SET EXERCISE A: In the biography of Arnold Rowntree, at which general election was he first elected to Parliament?
SET EXERCISE B: Turn the records from the line with "In which area of the above frame can the small" up to and including the line with "[208,357,295,450]" into a numbered list, leaving out blank lines.

SOURCE DOCUMENT:
________
- Arnold Rowntree in 1911

Member of Parliament for York
- In office 10 January 1910 – 14 December 1918 Serving with John Butcher
- Preceded by: Hamar Greenwood Denison Faber
- Succeeded by: John Butcher

Personal details
- Born: 28 November 1872
- Died: 21 May 1951 (aged 78)
- Party: Liberal

= Arnold Rowntree =

English Quake, and Liberal MP for York (1872 – 1951)

Arnold Stephenson Rowntree (28 November 1872 – 21 May 1951) was a Quaker and Liberal MP for York, England.

==Background==
He was the son of John Stephenson Rowntree and Elizabeth Hotham of York. He was the nephew of Joseph Rowntree (1836–1925), philanthropist and chocolate manufacturer.
He was educated at Friends' School, Bootham, York. He married in 1907, Mary Katharine Harvey of Leeds. They had three sons and three daughters, including Tessa Rowntree who helped refugees flee Czechoslovakia before World War II.

==Politics==
He was Honorary Secretary of the National Adult School Council. He was elected to Parliament at the January 1910 United Kingdom general election as a member for York. As a Quaker he opposed war and early in the First World War was involved in the Union of Democratic Control, a British anti-war group, which he left in response to pressure from the Liberal Party. He was also associated with fellow Liberal MP Thomas Edmund Harvey in an amendment to the provision for conscientious objectors in the Military Service Act 1916. The same year, he took up the cause of the Richmond Sixteen, a group of conscientious objectors who were sent to France after refusing to undertake even non-combatant duties.
________
STORED DATA:
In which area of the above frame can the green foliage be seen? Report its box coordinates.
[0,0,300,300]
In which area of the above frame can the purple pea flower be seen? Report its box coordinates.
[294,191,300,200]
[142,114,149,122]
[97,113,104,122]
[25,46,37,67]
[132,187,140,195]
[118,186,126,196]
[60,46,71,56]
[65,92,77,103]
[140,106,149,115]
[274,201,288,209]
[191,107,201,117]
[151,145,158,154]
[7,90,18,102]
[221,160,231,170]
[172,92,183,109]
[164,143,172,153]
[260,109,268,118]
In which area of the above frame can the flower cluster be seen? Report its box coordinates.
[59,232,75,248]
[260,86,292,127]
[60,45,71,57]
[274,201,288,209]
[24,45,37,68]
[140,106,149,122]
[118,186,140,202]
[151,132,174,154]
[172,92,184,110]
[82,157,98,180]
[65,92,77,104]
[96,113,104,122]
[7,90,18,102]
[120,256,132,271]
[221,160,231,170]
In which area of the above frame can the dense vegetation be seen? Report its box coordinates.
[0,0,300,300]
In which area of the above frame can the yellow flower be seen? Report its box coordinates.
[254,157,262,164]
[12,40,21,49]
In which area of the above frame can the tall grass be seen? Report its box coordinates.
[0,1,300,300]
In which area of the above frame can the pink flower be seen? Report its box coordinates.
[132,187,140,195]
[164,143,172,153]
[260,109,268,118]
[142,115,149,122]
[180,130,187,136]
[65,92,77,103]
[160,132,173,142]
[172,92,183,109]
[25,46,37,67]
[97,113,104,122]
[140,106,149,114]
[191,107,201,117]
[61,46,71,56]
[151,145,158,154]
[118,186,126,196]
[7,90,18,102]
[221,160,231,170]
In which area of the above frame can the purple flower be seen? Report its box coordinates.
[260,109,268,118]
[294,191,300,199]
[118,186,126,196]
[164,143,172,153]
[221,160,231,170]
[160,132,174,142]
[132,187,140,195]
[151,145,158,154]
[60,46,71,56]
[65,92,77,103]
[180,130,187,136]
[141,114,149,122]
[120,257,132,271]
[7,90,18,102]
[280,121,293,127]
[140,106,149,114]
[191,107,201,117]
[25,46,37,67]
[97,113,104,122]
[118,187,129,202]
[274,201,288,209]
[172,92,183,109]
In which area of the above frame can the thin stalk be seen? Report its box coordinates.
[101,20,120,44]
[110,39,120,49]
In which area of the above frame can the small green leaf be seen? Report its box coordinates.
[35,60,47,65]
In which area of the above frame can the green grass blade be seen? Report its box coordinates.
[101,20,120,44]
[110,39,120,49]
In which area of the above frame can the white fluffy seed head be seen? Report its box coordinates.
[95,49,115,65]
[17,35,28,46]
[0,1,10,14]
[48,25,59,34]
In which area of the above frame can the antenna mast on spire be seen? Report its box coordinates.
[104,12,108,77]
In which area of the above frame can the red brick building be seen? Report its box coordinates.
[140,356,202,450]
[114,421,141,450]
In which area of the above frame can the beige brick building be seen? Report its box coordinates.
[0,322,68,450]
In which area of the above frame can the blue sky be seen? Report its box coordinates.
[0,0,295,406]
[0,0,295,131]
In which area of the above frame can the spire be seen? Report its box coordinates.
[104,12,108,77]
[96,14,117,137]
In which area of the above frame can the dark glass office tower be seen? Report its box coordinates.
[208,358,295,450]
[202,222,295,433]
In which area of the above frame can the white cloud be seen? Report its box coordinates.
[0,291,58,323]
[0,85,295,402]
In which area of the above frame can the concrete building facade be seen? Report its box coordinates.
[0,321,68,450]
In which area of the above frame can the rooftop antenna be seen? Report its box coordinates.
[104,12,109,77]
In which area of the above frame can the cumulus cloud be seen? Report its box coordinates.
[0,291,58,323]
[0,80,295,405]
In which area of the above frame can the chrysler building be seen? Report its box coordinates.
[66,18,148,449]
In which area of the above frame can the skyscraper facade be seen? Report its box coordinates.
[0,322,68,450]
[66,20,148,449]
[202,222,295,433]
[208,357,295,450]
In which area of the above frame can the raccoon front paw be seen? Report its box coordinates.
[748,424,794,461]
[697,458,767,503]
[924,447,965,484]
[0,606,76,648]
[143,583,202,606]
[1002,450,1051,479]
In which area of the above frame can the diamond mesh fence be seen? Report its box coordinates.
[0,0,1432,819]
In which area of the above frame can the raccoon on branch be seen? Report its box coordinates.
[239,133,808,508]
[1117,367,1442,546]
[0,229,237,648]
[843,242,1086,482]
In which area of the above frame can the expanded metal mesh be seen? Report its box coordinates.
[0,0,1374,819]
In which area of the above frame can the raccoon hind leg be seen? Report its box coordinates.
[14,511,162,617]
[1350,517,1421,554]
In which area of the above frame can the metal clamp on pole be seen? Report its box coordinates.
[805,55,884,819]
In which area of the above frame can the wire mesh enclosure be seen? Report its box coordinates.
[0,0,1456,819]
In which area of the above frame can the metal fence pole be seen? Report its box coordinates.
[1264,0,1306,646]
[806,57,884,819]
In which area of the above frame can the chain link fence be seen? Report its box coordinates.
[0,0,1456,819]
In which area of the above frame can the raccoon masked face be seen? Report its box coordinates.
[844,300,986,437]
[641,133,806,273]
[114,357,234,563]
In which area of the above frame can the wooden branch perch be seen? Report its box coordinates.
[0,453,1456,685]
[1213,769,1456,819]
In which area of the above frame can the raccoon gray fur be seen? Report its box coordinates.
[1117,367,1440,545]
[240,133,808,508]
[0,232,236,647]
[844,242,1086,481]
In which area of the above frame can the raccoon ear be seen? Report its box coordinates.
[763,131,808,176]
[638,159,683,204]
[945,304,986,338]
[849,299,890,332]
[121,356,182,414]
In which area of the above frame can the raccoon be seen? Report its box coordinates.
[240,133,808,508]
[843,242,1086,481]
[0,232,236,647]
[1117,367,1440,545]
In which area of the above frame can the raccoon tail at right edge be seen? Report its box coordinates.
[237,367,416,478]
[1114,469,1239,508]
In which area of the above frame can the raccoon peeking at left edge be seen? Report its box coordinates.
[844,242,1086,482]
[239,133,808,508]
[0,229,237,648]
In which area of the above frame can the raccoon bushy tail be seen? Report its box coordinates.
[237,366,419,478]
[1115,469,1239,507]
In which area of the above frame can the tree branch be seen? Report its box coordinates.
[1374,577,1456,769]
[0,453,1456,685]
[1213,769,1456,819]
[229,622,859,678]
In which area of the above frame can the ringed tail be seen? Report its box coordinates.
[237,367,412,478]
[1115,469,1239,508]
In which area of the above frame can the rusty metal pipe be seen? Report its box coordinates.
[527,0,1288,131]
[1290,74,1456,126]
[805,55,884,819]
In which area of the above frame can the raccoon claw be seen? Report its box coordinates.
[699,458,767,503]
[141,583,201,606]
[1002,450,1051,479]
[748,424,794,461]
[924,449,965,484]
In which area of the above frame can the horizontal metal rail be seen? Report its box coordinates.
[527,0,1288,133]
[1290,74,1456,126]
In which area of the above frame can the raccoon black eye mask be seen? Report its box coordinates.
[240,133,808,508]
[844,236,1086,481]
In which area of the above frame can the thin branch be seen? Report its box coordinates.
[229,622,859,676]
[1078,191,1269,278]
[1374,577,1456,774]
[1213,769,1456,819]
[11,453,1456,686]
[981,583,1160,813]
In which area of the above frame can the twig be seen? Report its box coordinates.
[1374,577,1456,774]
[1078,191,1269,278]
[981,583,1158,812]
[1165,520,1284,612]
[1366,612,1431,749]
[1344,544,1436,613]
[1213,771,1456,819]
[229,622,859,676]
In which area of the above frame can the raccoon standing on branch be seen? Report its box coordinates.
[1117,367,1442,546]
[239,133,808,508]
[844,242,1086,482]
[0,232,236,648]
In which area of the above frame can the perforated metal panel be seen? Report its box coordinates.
________
PROBLEM SOLUTION A: The January 1910 United Kingdom general election.

PROBLEM SOLUTION B:
1. In which area of the above frame can the small green leaf be seen? Report its box coordinates.
2. [35,60,47,65]
3. In which area of the above frame can the green grass blade be seen? Report its box coordinates.
4. [101,20,120,44]
5. [110,39,120,49]
6. In which area of the above frame can the white fluffy seed head be seen? Report its box coordinates.
7. [95,49,115,65]
8. [17,35,28,46]
9. [0,1,10,14]
10. [48,25,59,34]
11. In which area of the above frame can the antenna mast on spire be seen? Report its box coordinates.
12. [104,12,108,77]
13. In which area of the above frame can the red brick building be seen? Report its box coordinates.
14. [140,356,202,450]
15. [114,421,141,450]
16. In which area of the above frame can the beige brick building be seen? Report its box coordinates.
17. [0,322,68,450]
18. In which area of the above frame can the blue sky be seen? Report its box coordinates.
19. [0,0,295,406]
20. [0,0,295,131]
21. In which area of the above frame can the spire be seen? Report its box coordinates.
22. [104,12,108,77]
23. [96,14,117,137]
24. In which area of the above frame can the dark glass office tower be seen? Report its box coordinates.
25. [208,358,295,450]
26. [202,222,295,433]
27. In which area of the above frame can the white cloud be seen? Report its box coordinates.
28. [0,291,58,323]
29. [0,85,295,402]
30. In which area of the above frame can the concrete building facade be seen? Report its box coordinates.
31. [0,321,68,450]
32. In which area of the above frame can the rooftop antenna be seen? Report its box coordinates.
33. [104,12,109,77]
34. In which area of the above frame can the cumulus cloud be seen? Report its box coordinates.
35. [0,291,58,323]
36. [0,80,295,405]
37. In which area of the above frame can the chrysler building be seen? Report its box coordinates.
38. [66,18,148,449]
39. In which area of the above frame can the skyscraper facade be seen? Report its box coordinates.
40. [0,322,68,450]
41. [66,20,148,449]
42. [202,222,295,433]
43. [208,357,295,450]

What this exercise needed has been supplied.